Start Document passage

# 1995 (ish) Voodoo Wanga Build



## MassgraveX (Mar 20, 2008)

Hi!

Recently built up this mid-nineties Joe Murray era frame for my wife as a Burley puller. I'm pretty happy with the way she looks and rides. It's super comfortable. Frame is paired with a similar era Spinner fork that was stock on a mid nineties Independent Fabrication.

The frame was just freshly powder coated and frame-savered and wrapped in new decals from Voodoo. I have yet to re-install the headbadge however. The headtube isn't tapped, should I just use some superglue? 

Anyway, its beautiful and rides super smooth but it's too small for it's intended rider (my wife). The frame is a size medium. Even with a 350mm layback post and a 110mm stem, it's still too small for her. Do you guys/gals think I should get a 410mm layback Thomson and put on a 120/130mm stem? Personally, I think that would detract from the aesthetics of this piece.

My other option is to start from scratch and try and get a large in the same frame. Here's where the spam comes in. Moderators, if this is inappropriate, please let me know and I'll delete it.

Anyone want to trade a similar frame set in a larger size? Would come with seatpost, salsa collar, frame, headset, fork, and stem. 


Anyway, advice is also needed as to my next steps...

Thanks and happy trails!


----------



## logbiter (Dec 30, 2003)

looks nice! I don't think a longer stem would detract & fine for a trailer puller. The thomson posts don't have much layback (5/8"?), 
It's getting harder to find seatposts with lots of offset (>20mm), but they're out there (eg-raceface, ritchey, nitto, salsa shaft, FSA, 3T, Paul's, easton ea70 (old style clamp), truvativ). Of course, you may get into knee/pedaling issues with too much offset.


----------



## girlonbike (Apr 24, 2008)

Just take out the reference to selling it or that it's for sale. 

My 2 cents is that it's never worth it to ride a bike that's not the right size. Making it fit just results in uncomfortableness and utter dorkiness. 

Good luck


----------



## MassgraveX (Mar 20, 2008)

Thanks for the advice so far! Edited to focus on trade potential and not sale (that's what I'd prefer anyway  )


----------



## datasurfer (Nov 24, 2006)

I luv, luv, luv the old Murray designed Kona's (I catch alot of grief for this on this side of the pond for this) and Voodoo's. I daresay that my Wanga somehow rides even better than my Bizango despite it being built of Tange Prestige rather than Ultimate Superlite Prestige tubing.

All Voodoos going back to thecompany's inception were suspension corrected frames...is the rigid fork you are running suspension corrected? 

I tried building up a 14" Voodoo frame (I normally ride a a Voodoo 16") using a 25mm setback seat post and longer stem (130mm vs my normal 110mm) and it just never felt right (steering slowed and I could never find a comfortable position climbing.

If I were you, I'd wait for an 18.25" voodoo frame to pop up the Bay or Craigslist-they normally do so with regularity and can often be had at a decent price.


----------



## anthonyinhove (Nov 3, 2007)

End Document passage
Start Records supplied

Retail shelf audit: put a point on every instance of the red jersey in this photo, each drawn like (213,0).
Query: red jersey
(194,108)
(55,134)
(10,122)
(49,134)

End Records supplied

* _To-do list_:
1 - Reproduce every line of the data items above without changing a word.
2 - Continue the Voodoo Wanga build thread from the point where it stops.

* _Task-by-task answers_:
1 -
Retail shelf audit: put a point on every instance of the red jersey in this photo, each drawn like (213,0).
Query: red jersey
(194,108)
(55,134)
(10,122)
(49,134)

2 -
aperzigian said:


> Hi!
> Recently built up this mid-nineties Joe Murray era frame for my wife as a Burley puller. I'm pretty happy with the way she looks and rides. It's super comfortable. Frame is paired with a similar era Spinner fork that was stock on a mid nineties Independent Fabrication.
> The frame was just freshly powder coated and frame-savered and wrapped in new decals from Voodoo. I have yet to re-install the headbadge however. The headtube isn't tapped, should I just use some superglue?
> Anyway, its beautiful and rides super smooth but it's too small for it's intended rider (my wife). The frame is a size medium. Even with a 350mm layback post and a 110mm stem, it's still too small for her. Do you guys/gals think I should get a 410mm layback Thomson and put on a 120/130mm stem? Personally, I think that would detract from the aesthetics of this piece.
> ...


Yes, that is a 1995 VooDoo, the first year they were built. If it's a Wanga, it should have a serial number like WA095 nnnn. I guess you're aware that it was built in the Mountain Goat factory in Chico CA.

The head badges were always glued on, which perhaps explains why many are missing. I glued a replacement badge on my Wanga and it's still there, but Joe did send me two, so maybe he finds lots of folks lose them.

It's a size 17.25 and was fitted with a 11-12cm stem and sized for a male of 5-5 to 5-9, according to the catalogue. However I have always understood that females are suited by smaller frames owing to posture, spinal orientation etc, so as a rule of thumb they should choose a frame one size smaller than a male of the same height. That would suggest that the frame is suitable for females of 5-7 to 6-0.

I can't tell from your photo whether the fork is as long as the 41cm axle to crown that the frame was designed for. If it's a bit shorter than that, it would give quite sharp handling with the 11cm stem and in that case a slightly longer stem could be needed in any case.


----------



## cherepaha (Nov 17, 2012)

im about to build bike on wanga frame, do you think on one cro moly rigid fork within 80 mm travel range would be ok for it?


----------



## 993rs (Dec 31, 2005)

My1995 Bizango came with a 63mm Judy XC. I have run a Kona P1 steel fork on it over the years. It currently has a SID World Cup on it from 1998.


----------



## anthonyinhove (Nov 3, 2007)

cherepaha said:


> im about to build bike on wanga frame, do you think on one cro moly rigid fork within 80 mm travel range would be ok for it?


There's no way of answering this without knowing what year your frame was built (even if only roughly).

Even so, to be realistic, that isn't a fork that you can expect folks on mtbr vrc to recommend fitting to a classic frame!


----------



## MassgraveX (Mar 20, 2008)

*Update!*

So, after a few sort-of local offers for it (not much), I decided to throw on a shorter stem, my CBs, and my saddle and try it out before dismantling it and putting the pieces on the classifieds here.

I'm 5'6 (on a good day) with average proportions so I replaced the 110 with a 90mm stem.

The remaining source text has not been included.